HOW TO COMPLETE THIS TASK: The expected result is the full listing, retyped exactly, without a single picture.

SOURCE MATERIAL:

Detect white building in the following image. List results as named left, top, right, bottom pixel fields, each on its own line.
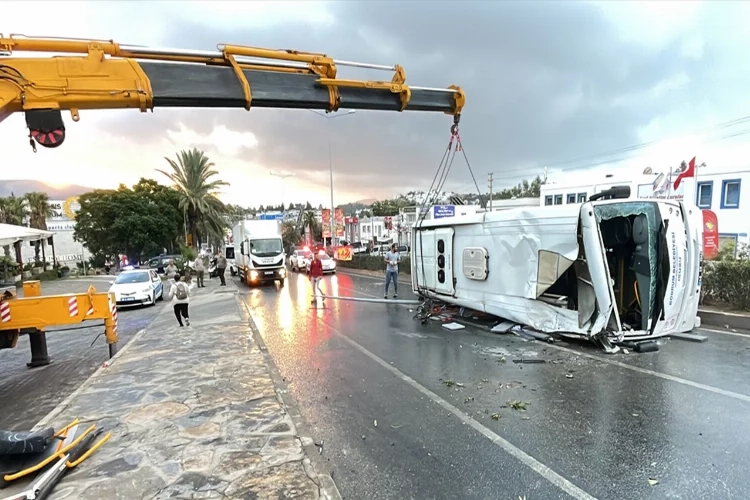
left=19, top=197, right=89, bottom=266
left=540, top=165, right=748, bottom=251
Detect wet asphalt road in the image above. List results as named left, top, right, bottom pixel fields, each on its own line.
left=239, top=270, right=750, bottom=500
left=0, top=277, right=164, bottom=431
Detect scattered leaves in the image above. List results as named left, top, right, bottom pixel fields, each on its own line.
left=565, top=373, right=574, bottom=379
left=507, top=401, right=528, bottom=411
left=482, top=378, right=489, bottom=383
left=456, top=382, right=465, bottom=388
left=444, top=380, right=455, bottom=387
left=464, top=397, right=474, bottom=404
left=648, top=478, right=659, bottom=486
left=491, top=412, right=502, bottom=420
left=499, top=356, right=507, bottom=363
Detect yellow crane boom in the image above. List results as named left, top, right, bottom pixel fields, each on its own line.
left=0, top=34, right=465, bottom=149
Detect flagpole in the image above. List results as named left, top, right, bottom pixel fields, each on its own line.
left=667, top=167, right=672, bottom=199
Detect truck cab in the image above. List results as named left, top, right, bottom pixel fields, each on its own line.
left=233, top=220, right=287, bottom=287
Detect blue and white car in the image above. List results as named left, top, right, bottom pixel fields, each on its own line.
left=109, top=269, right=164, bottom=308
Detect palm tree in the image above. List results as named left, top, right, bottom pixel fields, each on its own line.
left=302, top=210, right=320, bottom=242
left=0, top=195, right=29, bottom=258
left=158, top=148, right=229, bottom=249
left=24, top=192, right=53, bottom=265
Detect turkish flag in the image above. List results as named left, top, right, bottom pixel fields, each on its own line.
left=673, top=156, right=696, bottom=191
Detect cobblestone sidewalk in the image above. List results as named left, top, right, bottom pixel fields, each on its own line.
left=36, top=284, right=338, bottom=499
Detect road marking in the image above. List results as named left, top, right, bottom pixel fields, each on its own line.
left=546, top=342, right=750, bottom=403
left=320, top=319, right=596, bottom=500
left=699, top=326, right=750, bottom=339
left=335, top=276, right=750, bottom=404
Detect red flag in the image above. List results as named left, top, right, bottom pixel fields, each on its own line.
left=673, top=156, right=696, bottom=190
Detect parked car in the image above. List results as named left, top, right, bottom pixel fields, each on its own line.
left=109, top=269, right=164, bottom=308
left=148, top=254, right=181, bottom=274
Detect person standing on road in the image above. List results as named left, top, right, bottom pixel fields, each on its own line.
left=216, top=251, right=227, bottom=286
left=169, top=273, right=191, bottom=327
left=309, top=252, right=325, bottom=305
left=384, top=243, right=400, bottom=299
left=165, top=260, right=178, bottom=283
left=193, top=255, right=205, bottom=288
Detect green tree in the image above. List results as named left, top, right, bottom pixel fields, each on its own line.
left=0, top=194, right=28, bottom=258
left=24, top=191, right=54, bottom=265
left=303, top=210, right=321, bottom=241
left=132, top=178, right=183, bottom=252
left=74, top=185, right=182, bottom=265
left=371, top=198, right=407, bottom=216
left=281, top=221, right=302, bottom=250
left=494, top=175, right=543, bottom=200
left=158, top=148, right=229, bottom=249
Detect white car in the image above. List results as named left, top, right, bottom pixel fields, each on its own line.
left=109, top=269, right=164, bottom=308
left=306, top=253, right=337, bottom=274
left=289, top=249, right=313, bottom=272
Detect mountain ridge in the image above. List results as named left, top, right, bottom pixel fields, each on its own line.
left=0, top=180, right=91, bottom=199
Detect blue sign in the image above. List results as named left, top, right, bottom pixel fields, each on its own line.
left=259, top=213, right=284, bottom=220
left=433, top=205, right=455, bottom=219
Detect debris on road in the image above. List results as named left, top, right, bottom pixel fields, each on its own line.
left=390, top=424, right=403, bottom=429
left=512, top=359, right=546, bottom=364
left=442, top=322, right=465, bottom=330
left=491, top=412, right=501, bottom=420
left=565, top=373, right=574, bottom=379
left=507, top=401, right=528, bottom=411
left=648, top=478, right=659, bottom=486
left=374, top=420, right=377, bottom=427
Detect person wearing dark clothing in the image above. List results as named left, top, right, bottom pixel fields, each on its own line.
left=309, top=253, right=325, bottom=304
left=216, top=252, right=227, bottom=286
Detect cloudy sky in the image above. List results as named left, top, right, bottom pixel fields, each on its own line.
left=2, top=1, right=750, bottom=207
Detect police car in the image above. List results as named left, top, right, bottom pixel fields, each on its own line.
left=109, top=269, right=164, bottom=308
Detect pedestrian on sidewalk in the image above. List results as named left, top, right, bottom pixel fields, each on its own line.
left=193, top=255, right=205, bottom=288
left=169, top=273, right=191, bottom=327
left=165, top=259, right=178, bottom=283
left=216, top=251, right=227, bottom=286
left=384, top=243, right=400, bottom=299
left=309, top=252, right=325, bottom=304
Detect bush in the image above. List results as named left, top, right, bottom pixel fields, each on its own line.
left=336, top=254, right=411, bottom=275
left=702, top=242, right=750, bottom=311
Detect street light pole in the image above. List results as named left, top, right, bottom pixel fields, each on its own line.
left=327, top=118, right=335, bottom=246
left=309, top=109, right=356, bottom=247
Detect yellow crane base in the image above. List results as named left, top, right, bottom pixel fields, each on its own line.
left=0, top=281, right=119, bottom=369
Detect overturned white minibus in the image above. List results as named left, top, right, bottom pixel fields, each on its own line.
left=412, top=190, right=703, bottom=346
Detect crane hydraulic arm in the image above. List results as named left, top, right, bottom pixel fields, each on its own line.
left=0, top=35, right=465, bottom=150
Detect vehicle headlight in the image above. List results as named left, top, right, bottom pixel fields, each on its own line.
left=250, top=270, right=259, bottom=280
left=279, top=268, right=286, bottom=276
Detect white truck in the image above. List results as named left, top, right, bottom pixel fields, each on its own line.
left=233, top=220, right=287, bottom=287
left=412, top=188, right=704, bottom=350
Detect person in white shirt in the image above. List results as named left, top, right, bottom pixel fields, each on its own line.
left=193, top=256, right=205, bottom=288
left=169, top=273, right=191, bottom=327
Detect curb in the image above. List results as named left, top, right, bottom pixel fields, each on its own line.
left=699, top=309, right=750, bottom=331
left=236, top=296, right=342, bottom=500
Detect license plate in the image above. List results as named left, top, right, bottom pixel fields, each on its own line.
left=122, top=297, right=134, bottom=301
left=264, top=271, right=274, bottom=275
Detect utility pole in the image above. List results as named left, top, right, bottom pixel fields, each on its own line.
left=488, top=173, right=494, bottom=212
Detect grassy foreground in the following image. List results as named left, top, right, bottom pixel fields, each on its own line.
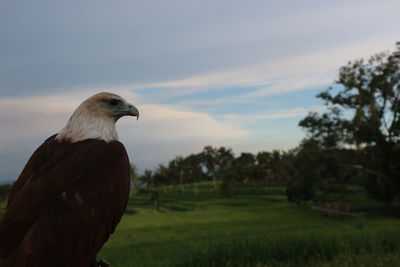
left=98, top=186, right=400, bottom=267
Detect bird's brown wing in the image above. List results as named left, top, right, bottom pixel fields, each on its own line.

TASK RESPONSE:
Detect white building in the following image. List results as named left, top, right, bottom pixel fields, each on its own line.
left=19, top=197, right=89, bottom=266
left=540, top=165, right=748, bottom=251
Detect wet asphalt road in the image above. List results as named left, top, right, bottom pixel fields, each on its own line.
left=239, top=270, right=750, bottom=500
left=0, top=277, right=164, bottom=431
Detect scattered leaves in the image above. List results as named left, top, right, bottom pixel fields, each on its own line.
left=565, top=373, right=574, bottom=379
left=507, top=401, right=528, bottom=411
left=482, top=378, right=489, bottom=383
left=456, top=382, right=465, bottom=388
left=444, top=380, right=455, bottom=387
left=464, top=397, right=474, bottom=404
left=648, top=478, right=659, bottom=486
left=491, top=412, right=502, bottom=420
left=499, top=356, right=507, bottom=363
Detect yellow crane boom in the image above. List results as named left, top, right, bottom pixel fields, each on its own line.
left=0, top=34, right=465, bottom=149
Detect flagpole in the image above. List results as named left, top, right, bottom pixel fields, each on its own line.
left=667, top=167, right=672, bottom=199
Detect truck cab in the image above. List results as named left, top, right, bottom pixel fields, each on its own line.
left=233, top=220, right=287, bottom=287
Detect blue and white car in the image above. List results as named left, top, right, bottom pixel fields, each on its own line.
left=109, top=269, right=164, bottom=308
Detect palm tree in the image above. List results as named left, top, right, bottom pixel fields, each on its own line.
left=302, top=210, right=320, bottom=242
left=0, top=195, right=29, bottom=258
left=158, top=148, right=229, bottom=249
left=24, top=192, right=53, bottom=265
Detect turkish flag in the image above. List results as named left, top, right, bottom pixel fields, each on its own line.
left=673, top=156, right=696, bottom=191
Detect cobblestone sidewalk in the image above. List results as named left, top, right, bottom pixel fields, each on its own line.
left=36, top=284, right=338, bottom=499
Detect road marking in the image above. List results as named left, top, right, bottom pixel fields, each on its own line.
left=546, top=342, right=750, bottom=403
left=320, top=319, right=596, bottom=500
left=699, top=326, right=750, bottom=339
left=335, top=276, right=750, bottom=404
Detect red flag in the image above. List results as named left, top, right, bottom pixel fields, each on its own line.
left=673, top=156, right=696, bottom=190
Detect parked car in the image above. List results as named left, top, right, bottom pixel fields, each on its own line.
left=109, top=269, right=164, bottom=308
left=148, top=254, right=181, bottom=274
Detect person standing on road in the image above. List results as named left, top, right, bottom pixel fields, each on its own line.
left=216, top=251, right=227, bottom=286
left=169, top=273, right=191, bottom=327
left=309, top=252, right=325, bottom=305
left=384, top=243, right=400, bottom=299
left=165, top=260, right=178, bottom=283
left=193, top=255, right=205, bottom=288
Detect green tree in the image above. List results as named left, top, right, bottom pixel fields, each on its own line.
left=0, top=194, right=28, bottom=258
left=24, top=191, right=54, bottom=265
left=303, top=210, right=321, bottom=241
left=132, top=178, right=183, bottom=252
left=74, top=185, right=182, bottom=265
left=371, top=198, right=407, bottom=216
left=281, top=221, right=302, bottom=250
left=494, top=175, right=543, bottom=200
left=158, top=148, right=229, bottom=249
Detect white car in the image above. List results as named left, top, right, bottom pixel fields, each on its own line.
left=109, top=269, right=164, bottom=308
left=306, top=253, right=337, bottom=274
left=289, top=249, right=313, bottom=272
Detect mountain ridge in the image above. List results as named left, top, right, bottom pixel fields, each on its own line.
left=0, top=180, right=91, bottom=199
Detect blue sign in the image above. List results as named left, top, right, bottom pixel fields, each on its own line.
left=259, top=213, right=284, bottom=220
left=433, top=205, right=455, bottom=219
Detect debris on road in the image above. List results as named left, top, right, bottom pixel fields, each on its own line.
left=390, top=424, right=403, bottom=429
left=512, top=359, right=546, bottom=364
left=442, top=322, right=465, bottom=330
left=491, top=412, right=501, bottom=420
left=565, top=373, right=574, bottom=379
left=507, top=401, right=528, bottom=411
left=648, top=478, right=659, bottom=486
left=374, top=420, right=377, bottom=427
Detect person wearing dark clothing in the image above. List results as named left, top, right, bottom pixel fields, each on its own line.
left=309, top=253, right=325, bottom=304
left=216, top=252, right=227, bottom=286
Detect cloudy sky in the image above. List results as named left, top, right, bottom pixel fields, each on its own line.
left=2, top=1, right=750, bottom=207
Detect police car in the image above. List results as named left, top, right, bottom pixel fields, each on its own line.
left=109, top=269, right=164, bottom=308
Detect pedestrian on sidewalk in the image above. List results as named left, top, right, bottom pixel fields, each on its own line.
left=193, top=255, right=205, bottom=288
left=169, top=273, right=191, bottom=327
left=165, top=259, right=178, bottom=283
left=216, top=251, right=227, bottom=286
left=384, top=243, right=400, bottom=299
left=309, top=252, right=325, bottom=304
Detect bush in the image above. List results as named left, top, right, bottom pixel fields, each on its own line.
left=336, top=254, right=411, bottom=275
left=702, top=242, right=750, bottom=311
Detect street light pole in the image above. List results as named left, top, right, bottom pixel fields, each on its own line.
left=327, top=118, right=335, bottom=246
left=309, top=109, right=356, bottom=247
Detect yellow crane base in the image above. List results as named left, top, right, bottom pixel fields, each on its own line.
left=0, top=281, right=119, bottom=369
Detect overturned white minibus in the image above. List results as named left, top, right, bottom pixel fields, each on its own line.
left=412, top=190, right=703, bottom=346
Detect crane hydraulic arm in the image above. List results as named left, top, right, bottom pixel fields, each on its own line.
left=0, top=35, right=465, bottom=150
Detect vehicle headlight in the image above. List results as named left, top, right, bottom pixel fields, each on its own line.
left=250, top=270, right=259, bottom=280
left=279, top=268, right=286, bottom=276
Detect white truck in the image above. List results as named left, top, right, bottom pixel fields, each on its own line.
left=233, top=220, right=287, bottom=287
left=412, top=188, right=704, bottom=350
Detect person in white shirt in the image above. List results as named left, top, right, bottom pixel fields, each on its own line.
left=193, top=256, right=205, bottom=288
left=169, top=273, right=191, bottom=327
Detect curb in the image above. List results as named left, top, right, bottom pixel fields, each on its own line.
left=699, top=309, right=750, bottom=331
left=236, top=296, right=342, bottom=500
Detect license plate in the image above. List results as named left, top, right, bottom pixel fields, each on its own line.
left=122, top=297, right=134, bottom=301
left=264, top=271, right=274, bottom=275
Detect utility pole in the image above. List results as named left, top, right, bottom pixel fields, each on its own line.
left=488, top=173, right=494, bottom=212
Detect grassy foreground in the following image. List results as named left, top, right, bottom pixel fields, each on its own line.
left=98, top=186, right=400, bottom=267
Detect bird's brown wing in the image above. List results as named left, top, right, bottom pixel fields, each on its own line.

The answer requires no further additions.